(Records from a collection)
►

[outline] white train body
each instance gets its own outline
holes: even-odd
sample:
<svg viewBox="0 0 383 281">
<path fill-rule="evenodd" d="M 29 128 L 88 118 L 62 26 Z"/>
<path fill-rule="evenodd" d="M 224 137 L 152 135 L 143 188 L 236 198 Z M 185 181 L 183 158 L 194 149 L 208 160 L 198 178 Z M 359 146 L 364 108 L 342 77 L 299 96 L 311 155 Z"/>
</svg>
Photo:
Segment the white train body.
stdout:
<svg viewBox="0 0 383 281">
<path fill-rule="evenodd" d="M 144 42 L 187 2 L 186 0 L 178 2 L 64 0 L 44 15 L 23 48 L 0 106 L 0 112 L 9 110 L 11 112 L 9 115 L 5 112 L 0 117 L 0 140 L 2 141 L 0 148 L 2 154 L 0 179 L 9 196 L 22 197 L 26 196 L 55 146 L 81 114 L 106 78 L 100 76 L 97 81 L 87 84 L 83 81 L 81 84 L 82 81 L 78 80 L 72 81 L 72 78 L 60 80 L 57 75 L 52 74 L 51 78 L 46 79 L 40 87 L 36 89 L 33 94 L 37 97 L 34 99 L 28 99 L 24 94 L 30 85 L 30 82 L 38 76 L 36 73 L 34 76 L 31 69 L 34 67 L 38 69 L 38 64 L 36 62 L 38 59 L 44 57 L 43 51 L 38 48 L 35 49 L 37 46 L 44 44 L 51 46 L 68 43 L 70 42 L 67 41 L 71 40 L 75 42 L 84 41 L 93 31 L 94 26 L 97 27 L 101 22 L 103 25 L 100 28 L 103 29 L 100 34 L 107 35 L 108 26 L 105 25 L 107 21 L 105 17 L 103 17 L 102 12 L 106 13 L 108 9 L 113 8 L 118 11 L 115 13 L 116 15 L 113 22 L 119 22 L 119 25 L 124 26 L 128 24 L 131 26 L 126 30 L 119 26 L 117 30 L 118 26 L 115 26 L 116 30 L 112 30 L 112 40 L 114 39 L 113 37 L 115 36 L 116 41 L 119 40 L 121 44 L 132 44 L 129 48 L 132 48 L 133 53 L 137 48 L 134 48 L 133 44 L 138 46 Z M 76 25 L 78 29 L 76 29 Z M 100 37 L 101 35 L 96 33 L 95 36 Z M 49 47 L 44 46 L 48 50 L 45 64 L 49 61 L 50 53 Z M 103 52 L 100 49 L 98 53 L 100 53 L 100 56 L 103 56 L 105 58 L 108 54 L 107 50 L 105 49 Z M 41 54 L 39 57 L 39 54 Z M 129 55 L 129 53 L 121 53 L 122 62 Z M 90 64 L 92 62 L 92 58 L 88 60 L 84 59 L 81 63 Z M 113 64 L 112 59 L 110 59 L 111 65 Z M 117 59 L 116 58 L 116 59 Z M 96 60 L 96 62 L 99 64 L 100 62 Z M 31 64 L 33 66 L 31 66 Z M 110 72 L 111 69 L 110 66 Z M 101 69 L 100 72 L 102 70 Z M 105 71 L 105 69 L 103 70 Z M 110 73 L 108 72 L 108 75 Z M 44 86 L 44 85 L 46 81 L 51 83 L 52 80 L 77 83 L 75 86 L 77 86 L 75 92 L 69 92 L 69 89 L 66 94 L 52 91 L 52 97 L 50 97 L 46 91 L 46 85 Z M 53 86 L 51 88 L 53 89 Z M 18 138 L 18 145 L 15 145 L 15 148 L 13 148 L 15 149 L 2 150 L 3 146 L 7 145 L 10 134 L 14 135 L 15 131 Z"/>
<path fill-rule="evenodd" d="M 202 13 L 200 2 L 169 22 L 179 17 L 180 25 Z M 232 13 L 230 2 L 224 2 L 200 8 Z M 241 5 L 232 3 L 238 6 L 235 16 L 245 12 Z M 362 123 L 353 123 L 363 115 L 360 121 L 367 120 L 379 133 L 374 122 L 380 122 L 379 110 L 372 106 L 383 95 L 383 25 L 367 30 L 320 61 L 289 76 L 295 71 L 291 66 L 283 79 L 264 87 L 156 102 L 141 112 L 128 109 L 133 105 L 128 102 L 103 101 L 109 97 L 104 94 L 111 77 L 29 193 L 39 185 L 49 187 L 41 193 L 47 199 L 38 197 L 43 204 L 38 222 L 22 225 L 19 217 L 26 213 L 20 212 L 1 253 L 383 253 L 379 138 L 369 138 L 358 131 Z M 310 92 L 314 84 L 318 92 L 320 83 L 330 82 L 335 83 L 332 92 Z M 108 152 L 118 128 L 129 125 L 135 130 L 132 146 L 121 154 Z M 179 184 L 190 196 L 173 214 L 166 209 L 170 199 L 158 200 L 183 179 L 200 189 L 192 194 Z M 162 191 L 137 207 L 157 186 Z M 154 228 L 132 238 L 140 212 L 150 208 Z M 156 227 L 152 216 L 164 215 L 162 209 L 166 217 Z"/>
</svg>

◄

■ **WHAT THIS TASK INVOLVES**:
Pick out every line of the material above that contains the word "white", and copy each one. Case counts.

■ **RESULT OF THIS TASK**:
[outline] white train body
Segment the white train body.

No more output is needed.